• **Records provided**:

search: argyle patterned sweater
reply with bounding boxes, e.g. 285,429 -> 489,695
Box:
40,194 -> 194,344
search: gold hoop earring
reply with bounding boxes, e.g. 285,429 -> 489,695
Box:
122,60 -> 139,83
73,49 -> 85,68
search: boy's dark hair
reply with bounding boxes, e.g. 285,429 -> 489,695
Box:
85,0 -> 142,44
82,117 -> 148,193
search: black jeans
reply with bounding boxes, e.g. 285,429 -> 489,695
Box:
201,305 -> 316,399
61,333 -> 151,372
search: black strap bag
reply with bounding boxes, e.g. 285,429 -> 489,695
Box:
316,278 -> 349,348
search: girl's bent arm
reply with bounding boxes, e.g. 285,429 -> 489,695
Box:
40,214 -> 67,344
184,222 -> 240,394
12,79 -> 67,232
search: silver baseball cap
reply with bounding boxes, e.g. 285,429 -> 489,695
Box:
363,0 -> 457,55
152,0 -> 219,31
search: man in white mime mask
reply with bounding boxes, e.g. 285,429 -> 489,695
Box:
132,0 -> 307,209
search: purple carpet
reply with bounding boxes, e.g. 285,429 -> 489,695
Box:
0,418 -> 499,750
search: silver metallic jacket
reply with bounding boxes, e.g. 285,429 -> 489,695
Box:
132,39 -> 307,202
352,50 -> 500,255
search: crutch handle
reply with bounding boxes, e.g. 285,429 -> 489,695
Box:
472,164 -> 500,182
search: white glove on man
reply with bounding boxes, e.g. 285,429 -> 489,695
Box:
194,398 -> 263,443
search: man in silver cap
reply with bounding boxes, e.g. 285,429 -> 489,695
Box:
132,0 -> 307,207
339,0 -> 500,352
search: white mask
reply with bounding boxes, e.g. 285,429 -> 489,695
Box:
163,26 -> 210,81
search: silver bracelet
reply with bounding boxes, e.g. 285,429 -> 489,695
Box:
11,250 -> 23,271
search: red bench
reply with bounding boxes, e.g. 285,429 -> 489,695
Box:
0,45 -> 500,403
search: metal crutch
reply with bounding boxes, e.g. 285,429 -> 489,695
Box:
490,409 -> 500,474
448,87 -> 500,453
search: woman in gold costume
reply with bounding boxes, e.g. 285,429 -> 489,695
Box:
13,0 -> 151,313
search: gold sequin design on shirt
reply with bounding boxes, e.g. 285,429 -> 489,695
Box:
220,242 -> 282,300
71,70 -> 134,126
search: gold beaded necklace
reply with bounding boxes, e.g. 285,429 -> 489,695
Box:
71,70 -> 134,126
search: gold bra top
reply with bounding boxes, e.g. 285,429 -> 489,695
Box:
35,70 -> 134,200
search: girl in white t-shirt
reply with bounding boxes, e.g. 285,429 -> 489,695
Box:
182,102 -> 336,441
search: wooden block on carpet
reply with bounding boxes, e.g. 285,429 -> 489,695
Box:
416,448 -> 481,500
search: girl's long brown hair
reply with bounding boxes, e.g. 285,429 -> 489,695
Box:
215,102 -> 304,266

• **Brief**: Revise the material above so that each "search" becomes "locate", keeping every other part the same.

• **Correct response**:
locate: argyle patterned sweater
reply with bounding boxes, e.g. 285,429 -> 489,695
Box:
40,194 -> 194,344
locate: gold hoop earring
reply with bounding boxes, e.g. 285,429 -> 489,695
Box:
122,60 -> 139,83
73,49 -> 85,68
locate: boy's dark hair
reply with bounding boxes, e.g. 285,429 -> 489,695
Box:
85,0 -> 142,44
82,117 -> 148,193
locate: black jeans
reply with bounding boxes, e.g. 285,429 -> 489,695
Box:
201,305 -> 316,399
61,333 -> 151,372
locate: black strap bag
reply with bounding boxes, e.g. 285,429 -> 489,695
Box:
316,278 -> 349,348
locate: girl's bent arm
reply with bounding boxes, e.g. 285,429 -> 489,695
Box:
40,214 -> 67,344
184,222 -> 240,394
12,79 -> 67,232
locate: silver baseball cap
reply with bounding boxes, e.g. 285,429 -> 489,695
Box:
363,0 -> 457,55
152,0 -> 219,31
locate: man in white mime mask
reply with bounding boxes, e.g. 285,429 -> 489,695
Box:
132,0 -> 307,209
locate: purple carpet
reply with bounding boxes, e.g. 285,429 -> 489,695
Box:
0,418 -> 499,750
locate: silver metallic jacket
reply with bounding boxes, e.g. 285,429 -> 489,695
Box:
132,39 -> 307,202
352,50 -> 500,255
locate: crutch handle
reply with bounding boxes, e.g. 285,429 -> 489,695
Box:
472,164 -> 500,182
locate: white glove on man
reply with bounding boxes, e.g. 285,429 -> 489,695
Box:
194,398 -> 263,443
locate: man in silver cap
reply with bounding boxes, e.g. 285,429 -> 489,695
Box:
132,0 -> 307,207
339,0 -> 500,352
locate: white mask
reply with bounding boxes, e.g. 285,429 -> 489,695
Box:
163,26 -> 210,81
locate: silver bracelet
reply with bounding boxes, e.g. 285,429 -> 489,695
Box:
11,250 -> 23,271
locate: red bench
reply with bounding boxes, e.g. 285,429 -> 489,695
Box:
0,45 -> 500,403
locate: metal crutch
reply with bounding boxes, e.g. 285,429 -> 489,695
Box:
490,409 -> 500,474
448,87 -> 500,453
locate: woman in gold costume
reply with bounding boxes, e.g. 285,429 -> 489,695
Box:
13,0 -> 151,313
locate: gold sequin design on shirt
reply with bounding boxes, e.g. 285,429 -> 489,695
Box:
220,242 -> 282,300
71,70 -> 134,126
locate: gold beaded necklace
reply with bounding boxes, e.g. 285,429 -> 489,695
Box:
71,70 -> 134,126
locate: gold bra top
reply with bounding boxes, e.g. 285,429 -> 489,695
Box:
35,70 -> 134,200
locate: girl in white t-shirt
reply with bounding boxes, e.g. 285,429 -> 489,695
Box:
182,102 -> 336,441
locate: wooden block on carpet
reply with bounding boxes, e.g. 285,429 -> 489,695
Box:
416,448 -> 481,500
locate: girl's long brown hair
reply with bounding boxes, e.g. 285,429 -> 489,695
Box:
215,102 -> 304,266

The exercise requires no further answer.